Copy out the data that follows exactly, leaving out no line.

START Source material

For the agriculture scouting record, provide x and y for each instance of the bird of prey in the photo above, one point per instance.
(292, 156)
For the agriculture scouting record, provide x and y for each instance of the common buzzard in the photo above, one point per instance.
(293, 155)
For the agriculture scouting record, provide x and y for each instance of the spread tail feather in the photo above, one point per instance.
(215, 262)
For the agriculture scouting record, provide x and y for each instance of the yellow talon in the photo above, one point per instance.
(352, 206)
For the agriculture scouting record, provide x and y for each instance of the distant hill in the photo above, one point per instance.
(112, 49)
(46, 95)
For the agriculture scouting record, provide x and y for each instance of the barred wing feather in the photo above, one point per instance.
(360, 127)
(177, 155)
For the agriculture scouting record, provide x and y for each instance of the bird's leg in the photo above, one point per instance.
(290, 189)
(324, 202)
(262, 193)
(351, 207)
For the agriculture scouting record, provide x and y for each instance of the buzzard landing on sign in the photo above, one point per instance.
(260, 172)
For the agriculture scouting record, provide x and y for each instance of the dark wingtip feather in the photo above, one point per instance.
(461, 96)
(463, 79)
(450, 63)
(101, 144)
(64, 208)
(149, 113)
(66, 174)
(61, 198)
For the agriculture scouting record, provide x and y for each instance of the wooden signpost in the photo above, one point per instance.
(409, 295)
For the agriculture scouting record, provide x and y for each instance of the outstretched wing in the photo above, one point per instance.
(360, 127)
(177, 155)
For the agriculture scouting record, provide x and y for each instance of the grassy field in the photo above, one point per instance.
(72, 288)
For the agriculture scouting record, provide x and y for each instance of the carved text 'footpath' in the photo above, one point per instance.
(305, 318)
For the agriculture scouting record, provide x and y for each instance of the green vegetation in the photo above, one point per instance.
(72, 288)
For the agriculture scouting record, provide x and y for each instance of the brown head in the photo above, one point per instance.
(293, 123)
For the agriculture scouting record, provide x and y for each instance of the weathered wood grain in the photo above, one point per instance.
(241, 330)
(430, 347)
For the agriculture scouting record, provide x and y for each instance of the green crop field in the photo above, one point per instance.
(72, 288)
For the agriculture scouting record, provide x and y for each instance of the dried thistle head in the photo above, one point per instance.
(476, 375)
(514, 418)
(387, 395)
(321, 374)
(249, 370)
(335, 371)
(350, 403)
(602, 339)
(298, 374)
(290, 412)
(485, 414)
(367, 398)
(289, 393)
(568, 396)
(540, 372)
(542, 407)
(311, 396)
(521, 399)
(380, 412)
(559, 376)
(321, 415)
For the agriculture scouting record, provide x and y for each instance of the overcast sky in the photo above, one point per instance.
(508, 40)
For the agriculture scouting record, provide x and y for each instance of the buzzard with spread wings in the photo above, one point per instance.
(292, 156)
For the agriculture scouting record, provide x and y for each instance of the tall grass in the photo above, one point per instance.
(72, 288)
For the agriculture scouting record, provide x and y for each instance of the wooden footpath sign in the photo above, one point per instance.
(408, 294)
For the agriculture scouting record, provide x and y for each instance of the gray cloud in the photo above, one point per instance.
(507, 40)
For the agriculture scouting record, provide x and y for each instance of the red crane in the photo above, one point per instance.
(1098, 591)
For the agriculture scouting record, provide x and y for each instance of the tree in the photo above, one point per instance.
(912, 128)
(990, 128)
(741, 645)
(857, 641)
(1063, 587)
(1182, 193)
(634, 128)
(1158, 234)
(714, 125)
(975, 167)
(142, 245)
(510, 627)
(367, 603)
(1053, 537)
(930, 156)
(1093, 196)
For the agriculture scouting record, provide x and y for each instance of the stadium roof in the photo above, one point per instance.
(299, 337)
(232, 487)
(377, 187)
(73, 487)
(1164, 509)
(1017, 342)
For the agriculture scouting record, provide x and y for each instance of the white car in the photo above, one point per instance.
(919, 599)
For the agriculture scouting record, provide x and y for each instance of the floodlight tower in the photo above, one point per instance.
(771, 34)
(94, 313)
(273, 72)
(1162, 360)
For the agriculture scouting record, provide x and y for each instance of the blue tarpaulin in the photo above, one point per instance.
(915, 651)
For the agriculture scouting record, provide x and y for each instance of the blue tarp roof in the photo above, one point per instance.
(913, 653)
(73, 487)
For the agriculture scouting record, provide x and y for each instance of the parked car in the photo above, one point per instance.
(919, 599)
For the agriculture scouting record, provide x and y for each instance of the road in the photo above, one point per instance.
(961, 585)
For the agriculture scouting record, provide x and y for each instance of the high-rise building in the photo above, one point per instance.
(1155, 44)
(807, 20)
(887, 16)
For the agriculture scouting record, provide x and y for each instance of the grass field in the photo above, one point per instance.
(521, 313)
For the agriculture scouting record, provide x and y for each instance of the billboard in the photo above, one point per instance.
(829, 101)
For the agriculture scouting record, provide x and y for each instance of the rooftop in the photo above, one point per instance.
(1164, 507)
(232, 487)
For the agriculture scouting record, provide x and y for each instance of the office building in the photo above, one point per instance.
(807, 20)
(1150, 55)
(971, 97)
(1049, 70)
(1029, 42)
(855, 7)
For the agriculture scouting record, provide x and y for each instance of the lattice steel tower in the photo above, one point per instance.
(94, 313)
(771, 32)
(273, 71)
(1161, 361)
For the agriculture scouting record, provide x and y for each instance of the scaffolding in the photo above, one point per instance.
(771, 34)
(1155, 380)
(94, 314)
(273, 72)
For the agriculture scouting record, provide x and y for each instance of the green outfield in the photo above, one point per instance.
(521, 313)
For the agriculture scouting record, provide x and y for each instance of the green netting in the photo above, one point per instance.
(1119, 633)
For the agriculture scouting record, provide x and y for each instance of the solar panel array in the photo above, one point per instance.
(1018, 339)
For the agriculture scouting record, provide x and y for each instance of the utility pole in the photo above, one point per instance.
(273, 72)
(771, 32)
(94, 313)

END Source material

Output of the task –
For the agriculture scouting record, provide x and y for each instance of the bird of prey in the photo above, one point per instance.
(292, 156)
For the agriculture scouting record, provide x and y for each instance of the common buzzard in the photo above, one point per instance.
(293, 155)
For the agriculture scouting record, provide x and y for each instance of the spread tail feather in the photo above, one point per instance.
(215, 262)
For the agriculture scouting record, provide x and y for each instance of the yellow talon in the photo above, one point per instance.
(352, 206)
For the agriculture scouting record, provide x and y for each instance of the distant hill in the photo above, one point per instance.
(112, 49)
(46, 95)
For the agriculture scouting record, provide x and y for each instance of the barred wing feather in the photo above, one point per instance.
(360, 127)
(177, 155)
For the agriculture scouting record, provide x and y for each instance of the bird's leg in the photo above, one point per instance.
(290, 189)
(324, 202)
(262, 193)
(351, 207)
For the agriculture scouting record, provide x and y for each instance of the buzzard landing on sign in the photo above, one point per instance.
(260, 172)
For the agriculture scouting record, provide x and y for each instance of the dark wingtip feather in the photo above, one point per instance.
(461, 96)
(463, 79)
(450, 63)
(101, 144)
(64, 208)
(149, 113)
(66, 174)
(61, 198)
For the agriculture scouting record, provide x and y for each instance of the wooden signpost in the photo above, one point per instance.
(409, 295)
For the agriculture scouting record, provide x and y for each instance of the outstretched wing in the photo above, one point per instance.
(360, 127)
(177, 155)
For the agriculture scouting record, provide x and y for each instance of the grassy field in the photo above, one point per instance.
(72, 288)
For the agriculture scouting record, provide x and y for each instance of the carved text 'footpath' in the photo above, one point per instance.
(305, 318)
For the agriculture scouting record, provide x and y for each instance of the green vegetation in the photo above, one point per instance.
(72, 288)
For the agriculture scouting record, provide x and y for each instance of the brown head in the photo above, one point per instance.
(293, 123)
For the agriculture scouting record, provide x and y for each instance of the weathered wood grain in the photo above, one point per instance.
(241, 330)
(430, 347)
For the agriculture scouting record, provide x and y for each instance of the green crop field in the photo above, one point per instance.
(72, 288)
For the agriculture scouting record, provide x and y for each instance of the dried thistle head in the photo above, one point per instance.
(476, 375)
(514, 418)
(387, 395)
(321, 374)
(249, 370)
(335, 371)
(350, 403)
(602, 339)
(298, 374)
(290, 412)
(485, 414)
(367, 398)
(289, 393)
(568, 396)
(540, 372)
(542, 407)
(311, 396)
(521, 399)
(380, 412)
(559, 376)
(321, 415)
For the agriculture scouting record, provide x and y for each instance of the overcast sky in the photo above, one point per instance.
(508, 40)
For the agriculture scouting record, provide x and y for each instance of the buzzard with spread wings in the photo above, one point per instance.
(292, 156)
For the agriculture scouting record, provide x and y for each instance of the tall grass in the photo above, one point per instance.
(72, 288)
For the agriculture scouting record, provide x and y for each instance of the wooden footpath sign in the photo above, one point per instance.
(408, 294)
For the agriculture scouting record, provide x and y for each instance of the gray cloud in the photo above, one point per instance.
(507, 40)
For the agriculture scouting record, provide x and y for each instance of the red crane in the photo above, one point per instance.
(1098, 591)
For the agriculture scouting record, provide x and y for each instance of the tree in the photo above, one point per instance.
(912, 128)
(990, 128)
(741, 645)
(857, 641)
(1063, 587)
(1182, 193)
(634, 128)
(1158, 234)
(714, 125)
(975, 167)
(142, 245)
(510, 627)
(367, 603)
(1053, 537)
(930, 156)
(1093, 196)
For the agriculture scouting record, provide x and y for each instance of the stadium roof in the photo above, one point per instance.
(299, 337)
(232, 487)
(377, 187)
(73, 487)
(1164, 509)
(1017, 342)
For the agriculture scouting record, provide x and y for each instance of the white car in the photo above, one point per instance.
(919, 599)
For the agriculture scouting record, provide x and y for each instance of the floodlight tower in the photo above, one point per instance.
(771, 34)
(94, 313)
(273, 72)
(1162, 360)
For the agriculture scouting record, provide x and y for each instance of the blue tarpaulin in the photo above, one point per instance.
(915, 651)
For the agriculture scouting record, provide x and y for each instance of the blue tarp roof in the photo above, one point per instance.
(913, 653)
(73, 487)
For the agriculture scouting record, provide x and y for each instance of the parked car in the photo above, one point per instance.
(919, 599)
For the agriculture scouting record, provide x and y for each instance of the road in the photo above, one point per instance.
(961, 585)
For the agriculture scouting record, provide x and y for each instance of the high-rise building in the photo above, one point per instance.
(1155, 44)
(807, 20)
(887, 16)
For the agriculture scouting record, provide x and y for each instance of the grass field in the photo above, one point per instance.
(521, 313)
For the agriculture scouting record, provide x and y for each instance of the billboard in the photo above, one point per instance.
(829, 101)
For the agriculture scouting record, provide x and y for each instance of the rooftop in the photo above, one point per instance.
(1164, 507)
(232, 487)
For the agriculture scouting record, provide x and y for each instance of the office building in the photo above, one point per instance.
(807, 20)
(1150, 55)
(971, 97)
(1049, 70)
(1029, 42)
(855, 7)
For the agriculture scouting record, provide x and y for each instance of the lattice steel tower in the photo above, one point per instance.
(94, 313)
(771, 32)
(273, 71)
(1161, 361)
For the agriculture scouting record, provide x and y for each instance of the scaffolding in the photo above, one point per instance.
(771, 34)
(1155, 380)
(94, 314)
(273, 72)
For the agriculture scouting record, provide x and y for each instance of the green outfield in the photo above, one point per instance.
(521, 313)
For the agriculture scouting record, provide x and y for each instance of the green netting in the photo above, one point per instance.
(1119, 633)
For the agriculture scouting record, provide x and y for each instance of the solar panel array in the photo above, one point per instance.
(1018, 339)
For the agriculture scouting record, provide x and y for each instance of the utility pole in the photo above, one point per instance.
(273, 72)
(771, 32)
(94, 313)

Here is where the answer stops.